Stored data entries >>
§ §

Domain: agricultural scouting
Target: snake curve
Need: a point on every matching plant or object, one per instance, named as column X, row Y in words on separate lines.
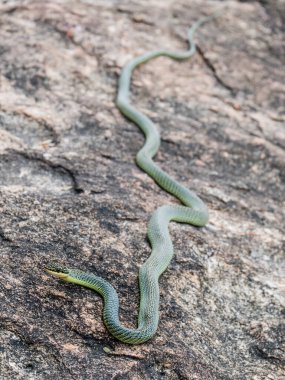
column 193, row 212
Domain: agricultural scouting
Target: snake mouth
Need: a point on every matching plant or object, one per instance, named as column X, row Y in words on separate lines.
column 57, row 270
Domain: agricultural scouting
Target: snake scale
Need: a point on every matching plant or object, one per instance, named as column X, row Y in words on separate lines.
column 193, row 212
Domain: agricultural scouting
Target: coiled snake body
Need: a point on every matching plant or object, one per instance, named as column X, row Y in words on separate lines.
column 193, row 212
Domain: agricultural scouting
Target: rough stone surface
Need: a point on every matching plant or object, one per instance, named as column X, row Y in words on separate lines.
column 70, row 189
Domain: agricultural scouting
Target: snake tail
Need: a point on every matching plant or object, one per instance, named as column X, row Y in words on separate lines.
column 192, row 211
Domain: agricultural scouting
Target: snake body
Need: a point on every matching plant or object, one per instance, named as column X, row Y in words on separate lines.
column 193, row 212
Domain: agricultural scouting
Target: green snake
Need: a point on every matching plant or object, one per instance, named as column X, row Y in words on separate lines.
column 193, row 212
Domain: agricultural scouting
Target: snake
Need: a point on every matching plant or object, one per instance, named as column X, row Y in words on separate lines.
column 192, row 211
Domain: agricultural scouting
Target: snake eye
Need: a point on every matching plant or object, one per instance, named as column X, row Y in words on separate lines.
column 56, row 267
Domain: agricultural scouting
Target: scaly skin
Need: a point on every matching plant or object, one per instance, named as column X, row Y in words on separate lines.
column 193, row 212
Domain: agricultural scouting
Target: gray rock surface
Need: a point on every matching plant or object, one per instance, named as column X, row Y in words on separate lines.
column 70, row 189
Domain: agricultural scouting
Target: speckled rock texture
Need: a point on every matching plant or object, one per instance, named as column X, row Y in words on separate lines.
column 70, row 189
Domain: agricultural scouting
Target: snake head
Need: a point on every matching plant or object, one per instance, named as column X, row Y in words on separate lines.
column 57, row 270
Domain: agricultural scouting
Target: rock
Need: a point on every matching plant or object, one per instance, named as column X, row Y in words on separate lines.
column 70, row 189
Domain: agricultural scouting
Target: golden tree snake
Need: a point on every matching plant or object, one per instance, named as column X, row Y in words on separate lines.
column 193, row 211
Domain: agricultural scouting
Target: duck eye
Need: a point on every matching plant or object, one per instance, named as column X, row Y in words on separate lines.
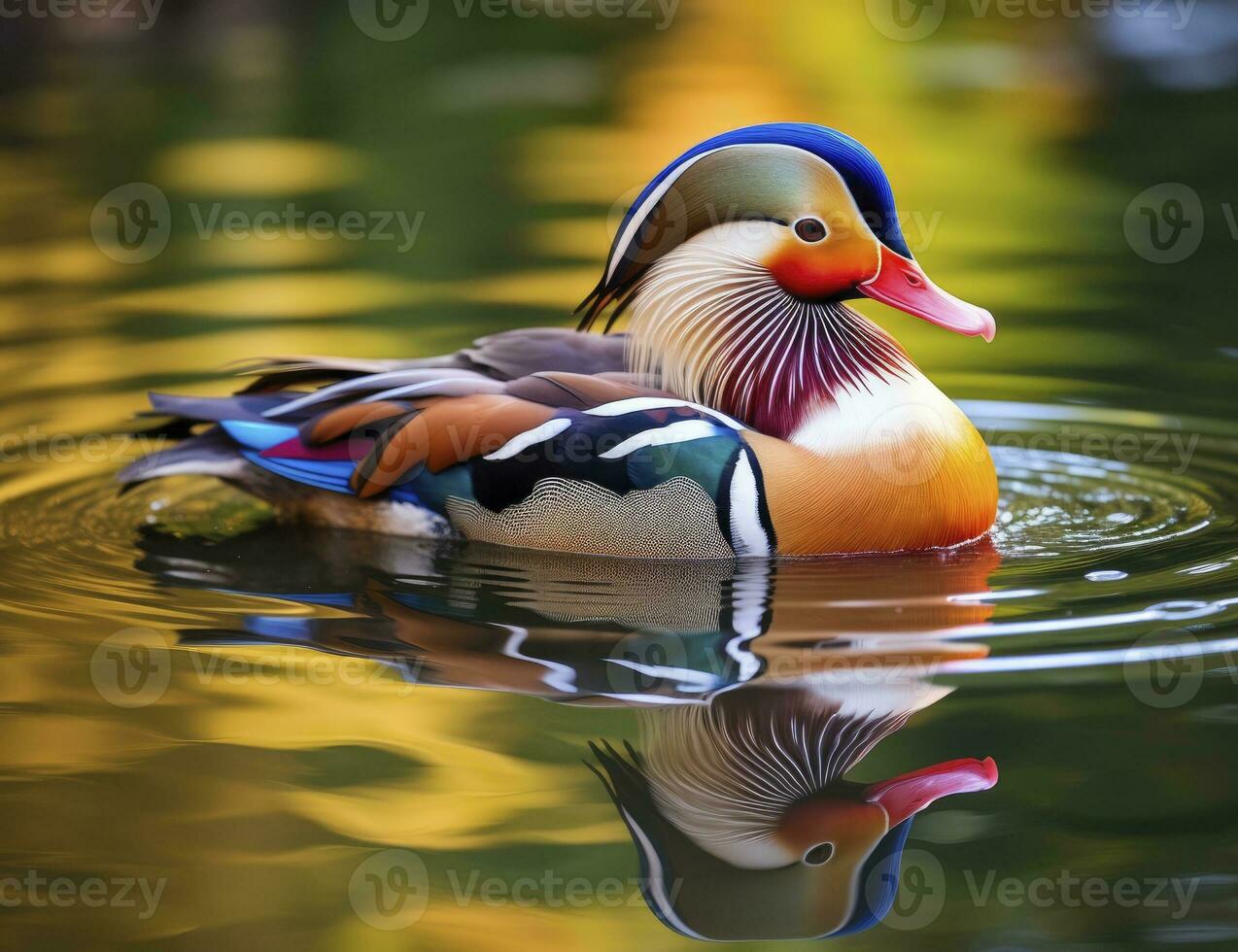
column 818, row 854
column 809, row 229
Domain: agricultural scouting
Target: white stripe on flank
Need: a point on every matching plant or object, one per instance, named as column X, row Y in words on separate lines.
column 680, row 432
column 748, row 535
column 447, row 387
column 636, row 404
column 520, row 442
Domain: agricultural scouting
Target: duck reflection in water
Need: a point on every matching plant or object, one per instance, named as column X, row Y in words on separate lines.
column 759, row 686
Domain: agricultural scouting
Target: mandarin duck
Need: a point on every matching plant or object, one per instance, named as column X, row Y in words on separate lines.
column 748, row 411
column 744, row 824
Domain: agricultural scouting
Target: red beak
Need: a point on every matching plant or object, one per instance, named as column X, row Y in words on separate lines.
column 900, row 283
column 909, row 794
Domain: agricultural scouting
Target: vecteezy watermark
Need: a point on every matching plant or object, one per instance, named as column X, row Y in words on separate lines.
column 1164, row 668
column 132, row 224
column 394, row 20
column 922, row 890
column 911, row 20
column 144, row 13
column 39, row 446
column 1075, row 892
column 390, row 889
column 1164, row 224
column 299, row 224
column 920, row 881
column 36, row 890
column 905, row 20
column 134, row 667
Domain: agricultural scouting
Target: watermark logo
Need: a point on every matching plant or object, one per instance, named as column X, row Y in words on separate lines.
column 642, row 663
column 905, row 20
column 389, row 21
column 1164, row 668
column 144, row 13
column 1164, row 224
column 390, row 889
column 131, row 224
column 132, row 667
column 920, row 884
column 1074, row 892
column 36, row 890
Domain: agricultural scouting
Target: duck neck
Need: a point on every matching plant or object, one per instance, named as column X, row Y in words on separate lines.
column 767, row 357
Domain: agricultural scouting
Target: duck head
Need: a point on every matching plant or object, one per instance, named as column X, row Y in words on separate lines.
column 737, row 258
column 744, row 824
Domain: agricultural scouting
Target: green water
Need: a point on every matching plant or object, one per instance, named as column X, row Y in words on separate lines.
column 242, row 720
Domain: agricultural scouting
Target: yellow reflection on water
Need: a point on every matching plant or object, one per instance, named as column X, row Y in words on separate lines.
column 257, row 167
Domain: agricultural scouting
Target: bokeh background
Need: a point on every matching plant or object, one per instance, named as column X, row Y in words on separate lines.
column 1070, row 171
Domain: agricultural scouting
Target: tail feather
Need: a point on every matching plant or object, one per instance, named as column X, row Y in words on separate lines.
column 213, row 454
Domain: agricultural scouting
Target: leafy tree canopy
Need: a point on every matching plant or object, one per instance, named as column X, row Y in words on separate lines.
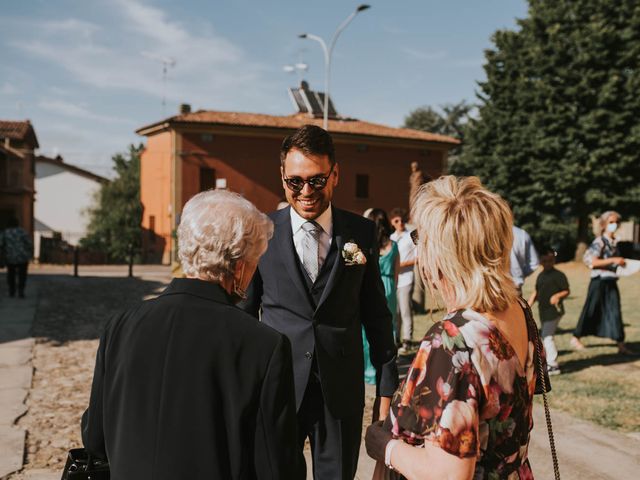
column 114, row 219
column 450, row 119
column 558, row 130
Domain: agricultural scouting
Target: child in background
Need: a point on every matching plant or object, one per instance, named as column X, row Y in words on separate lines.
column 552, row 287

§ §

Exercise instructions >> Your reply should contain only the number of lines in the entries above with the word "snake".

Output for this exercise >> 11